**Opdrachten:**
(A) Beantwoord de volgende vragen over de tekst over Berlin Alexanderplatz:
(i) Op de rol van welk motief in het oeuvre van Fassbinder heeft Thomas Elsaesser gewezen?
(ii) Van wat lijkt Franz Biberkopf zich niet te kunnen losmaken?
(iii) Welke blik op de wereld overheerst volgens de tekst?
(B) Waarom is het volgens de tekst over Berlin Alexanderplatz in de wereld van Fassbinder voor mensen onmogelijk om uit een neerwaartse spiraal te ontsnappen? Antwoord in één tot drie zinnen.
(C) Schrijf een vervolg op de tekst over Berlin Alexanderplatz, beginnend na de laatste zin.
-------- Oefentekst --------
Thomas Elsaesser heeft gewezen op de rol die cirkels in het oeuvre van Fassbinder spelen en dan met name vicieuze cirkels waaruit niet te ontsnappen valt. ‘Berlin Alexanderplatz’ is feitelijk één grote, lange vicieuze cirkel en is in dat opzicht de meest ambitieuze uitwerking van dit thema. Het lijkt in de wereld van Fassbinder zo goed als onmogelijk om te laveren tussen sociale klassen of kringen; het is ofwel de zwakheid van de mens zelf, ofwel de maatschappij die het voor de mensen onmogelijk maakt om te ontsnappen uit een neerwaartse spiraal. Hoe hard Franz Biberkopf het ook probeert, het lijkt voor hem onmogelijk om zich te kunnen losmaken van zijn gewelddadige verleden en een nieuw leven op te bouwen. Fassbinder’s films zijn vaak neerslachtig en ‘Berlin Alexanderplatz’ is daar geen uitzondering op. Het is zeker niet allemaal kommer en kwel, maar de fatalistische blik op de wereld overheerst. Dit is geen Berlijn uit een vakantiebrochure.
-------- Gegevens ter beoordeling --------
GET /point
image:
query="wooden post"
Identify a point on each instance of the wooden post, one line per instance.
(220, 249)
--------
-------- Gegevens ter beoordeling --------
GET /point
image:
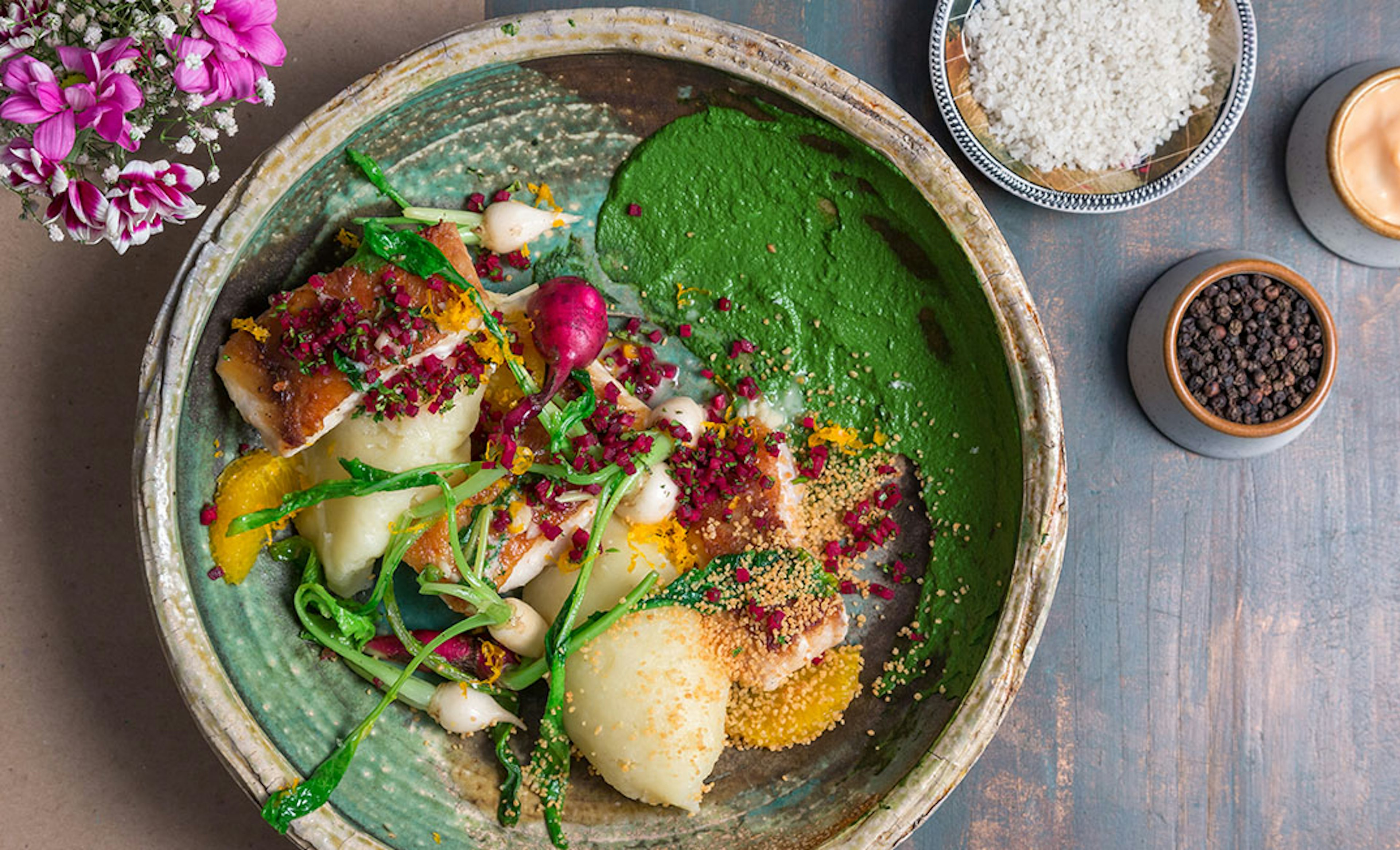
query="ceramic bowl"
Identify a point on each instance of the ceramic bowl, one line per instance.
--------
**Antwoorden:**
(A)
(i) Cirkels, en dan met name vicieuze cirkels waaruit niet te ontsnappen valt.
(ii) Van zijn gewelddadige verleden.
(iii) De fatalistische blik.

(B) Volgens de tekst ligt dat ofwel aan de zwakheid van de mens zelf, ofwel aan de maatschappij. Een van beide maakt het ontsnappen onmogelijk.

(C)
Rest mij nog iets te zeggen over de ervaring om de volledige vijftien uur in twee dagen tijd in de bioscoop te mogen zien. Het was zwaar, maar zeker de moeite waard. Het geheel per aflevering kijken is echter ontzettend goed mogelijk (wellicht zelfs wenselijk) en de aankomende Criterion DVD is dan ook een geschenk uit de hemel. Het is gemaakt voor TV dus het werd destijds ook niet in een keer achter elkaar vertoond en de film is dermate sfeervast dat het geen probleem zal vormen om na een tussenpoos van enkele dagen de draad weer op te pakken. Daarnaast zijn eigenlijk alle afleveringen, op de bijzonder humoristische vijfde episode na, loodzwaar, temeer omdat er geen verhaal inzit en ik liep dan op het einde van de tweede dag op mijn laatste benen. De ronduit onnodige epiloog was helemaal een doorn in mijn oog, want als iemand mij kan vertellen waar dit voor nodig was, hou ik me aanbevolen. Want deze twee uur durende surrealistische exploitationtroep leek rechtstreeks weggewandeld uit een Ken Russell of Jodorowsky film. Niet dat daar an sich iets mis mee is, maar het sloeg na de voorgaande 14 uur als een tang op een varken – het leek er zeer veel op dat Fassbinder iets teveel lijntjes poeder had genomen en ineens de weg kwijt was. Maar ondanks dit waardeloze einde was het toch een bijzonder enerverende en onvergetelijke ervaring om mee te maken.